[Opening TEXT section]

One reason the price per square foot is competitive is that Snitzer acquired and assembled the site, which was vacant industrial land, at a relatively low cost. In fact, there was some controversy over the rate he paid for a city-owned portion compared to what he paid a private owner, but most Bridgeport residents don’t seem to care what Snitzer paid as long as the development boosts the neighborhood. The developer has acquired a parcel of roughly the same size as phase I across the river and has been working on buying the site directly north, which would bring Bridgeport Village up to more than 40 acres.
Johnny O couldn’t be happier about the new development. The 69-year-old is the proprietor of Johnny O’s hot dog stand and convenience / liquor store, at 35th and Morgan. He earned his nickname during his days as a semi-pro quarterback when he shortened Veliotis, his last name, to Otis, and a girlfriend shortened that to Johnny O.
His store is southeast of Bridgeport Village and across the street from Tandem Developers’ new Union Lofts, 939 W. 35th St. More than half of the loft condos, priced from the $180s to the $370s, have sold. These are the kind of chic units Tandem has built farther north, with exposed beams and ducts, balconies, 12-foot ceilings and skyline views. It’s a new animal in Bridgeport, where condos of any kind are extremely rare.
“These lofts and houses will be great for us,” Veliotis says. “We’re going to upgrade our whole operation. We’re thinking of expanding to the alley. Even without the new housing, we really need twice the space in our store to grab the business we could be getting in the area.”
Johhny O’s corner comprises the convenience store, which has a deli counter, a now defunct bar in back, and a hot dog stand with a service window on 35th Street. A sign advertises David Berg hot dogs, and another proclaims two dogs and fries for $1.99.
“My father had a restaurant in Homewood, but someone put a bug in his ear, he should get a cart, so he did,” Veliotis says. “He came to Bridgeport with a hot dog cart. I was out there hustling in front of Spiegel’s at 12 years old.”
But everything in Bridgeport is political, hot dog carts no exception.
“It used to be just us selling hot dogs, an Italian guy selling ice cream and a Jewish guy selling cookies,” Veliotis says. “Then the competition came and there were all kinds of people out there selling everything, costume jewelry and all kinds of things.”
There was a tense period when Veliotis says he had to “get rough with a couple of people,” but in the end, Spiegel ejected all the vendors. Veliotis opened the store and hot dog stand in 1970. In addition to running the business, he did a little boxing and sang jazz standards in nightclubs, as well as, on one special occasion, the National Anthem at Comiskey Park.
With his plans to remodel, Veliotis feels as if he’s starting over at age 69, but for a while he thought the business might not survive at all. When Spiegel closed its massive operation down the street, much of his customer base left.
The new housing has given him hope and his son a place to live. Peter, Veliotis’s 31-year-old son, recently bought one of the condos at Union Lofts. After a stint in Las Vegas, he has decided to stay in Bridgeport and work in the business. And in a new twist on an old scenario, instead of living above the store, the shopkeeper will be across the street in his new loft.

[Closing TEXT section]
[Opening EXTRACTED ENTRIES section]

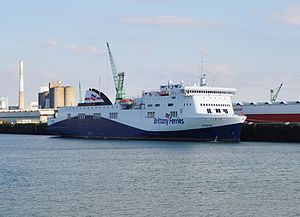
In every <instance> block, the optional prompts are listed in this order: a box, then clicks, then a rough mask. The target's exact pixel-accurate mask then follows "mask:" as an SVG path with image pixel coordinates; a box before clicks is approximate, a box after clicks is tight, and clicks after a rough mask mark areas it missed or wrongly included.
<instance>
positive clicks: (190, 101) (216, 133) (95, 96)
mask: <svg viewBox="0 0 300 217" xmlns="http://www.w3.org/2000/svg"><path fill="white" fill-rule="evenodd" d="M107 47H108V50H109V55H110V60H111V65H112V71H113V77H114V82H115V87H116V100H115V102H114V103H112V102H111V101H110V99H109V98H108V97H107V96H106V95H105V94H104V93H103V92H100V91H99V90H96V89H89V90H87V91H86V95H85V101H84V102H83V103H79V104H78V106H73V107H72V106H70V107H61V108H60V109H59V110H58V112H57V113H56V115H55V117H54V118H51V119H49V120H48V130H49V131H50V132H52V133H54V134H58V135H62V136H67V137H84V138H102V139H147V140H148V139H154V140H185V141H188V140H189V141H239V140H240V131H241V127H242V124H243V123H244V121H245V119H246V117H245V116H243V115H236V114H234V111H233V106H232V102H231V97H232V96H233V95H234V94H235V93H236V89H233V88H218V87H208V86H207V85H206V81H205V77H204V76H202V77H201V81H200V82H199V83H194V84H185V83H184V82H183V81H181V82H180V83H177V84H173V82H171V81H169V82H168V83H167V84H166V85H161V86H160V88H159V89H158V90H155V91H153V90H151V91H143V92H142V96H141V97H136V98H126V97H125V92H124V88H123V81H124V73H123V72H121V73H117V71H116V67H115V64H114V61H113V58H112V55H111V52H110V48H109V45H108V44H107Z"/></svg>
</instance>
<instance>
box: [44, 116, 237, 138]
mask: <svg viewBox="0 0 300 217" xmlns="http://www.w3.org/2000/svg"><path fill="white" fill-rule="evenodd" d="M241 127H242V123H239V124H233V125H226V126H220V127H211V128H201V129H192V130H181V131H145V130H141V129H137V128H134V127H131V126H128V125H125V124H121V123H118V122H115V121H112V120H109V119H106V118H101V119H96V120H95V119H90V118H88V119H82V120H80V119H69V120H64V121H61V122H57V123H55V124H52V125H50V126H48V131H49V132H50V133H52V134H56V135H61V136H66V137H84V138H101V139H147V140H148V139H152V140H184V141H231V142H238V141H240V132H241Z"/></svg>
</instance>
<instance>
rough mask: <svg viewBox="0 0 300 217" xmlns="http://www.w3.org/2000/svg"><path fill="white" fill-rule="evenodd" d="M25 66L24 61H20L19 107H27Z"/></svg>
mask: <svg viewBox="0 0 300 217" xmlns="http://www.w3.org/2000/svg"><path fill="white" fill-rule="evenodd" d="M23 70H24V68H23V61H22V60H20V61H19V78H20V82H19V109H20V110H24V109H25V99H24V71H23Z"/></svg>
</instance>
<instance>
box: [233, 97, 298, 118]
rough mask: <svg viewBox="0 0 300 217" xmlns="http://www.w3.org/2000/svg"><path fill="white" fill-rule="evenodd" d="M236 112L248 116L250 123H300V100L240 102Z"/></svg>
mask: <svg viewBox="0 0 300 217" xmlns="http://www.w3.org/2000/svg"><path fill="white" fill-rule="evenodd" d="M233 109H234V112H235V113H236V114H242V115H246V116H247V120H246V121H247V122H248V123H285V124H287V123H299V122H300V101H299V100H298V101H273V102H272V101H265V102H238V103H234V105H233Z"/></svg>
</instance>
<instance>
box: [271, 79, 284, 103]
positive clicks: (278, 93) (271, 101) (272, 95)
mask: <svg viewBox="0 0 300 217" xmlns="http://www.w3.org/2000/svg"><path fill="white" fill-rule="evenodd" d="M282 85H283V83H281V84H280V86H279V87H277V88H275V89H271V90H270V93H271V102H275V101H276V100H277V97H278V94H279V92H280V90H281V87H282Z"/></svg>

[Closing EXTRACTED ENTRIES section]

### WORK REQUIRED
Set down everything in the Bridgeport text from "But everything in" down to "at Comiskey Park.", word for word. The data bears no relation to the Bridgeport text.

### RESULT
But everything in Bridgeport is political, hot dog carts no exception.
“It used to be just us selling hot dogs, an Italian guy selling ice cream and a Jewish guy selling cookies,” Veliotis says. “Then the competition came and there were all kinds of people out there selling everything, costume jewelry and all kinds of things.”
There was a tense period when Veliotis says he had to “get rough with a couple of people,” but in the end, Spiegel ejected all the vendors. Veliotis opened the store and hot dog stand in 1970. In addition to running the business, he did a little boxing and sang jazz standards in nightclubs, as well as, on one special occasion, the National Anthem at Comiskey Park.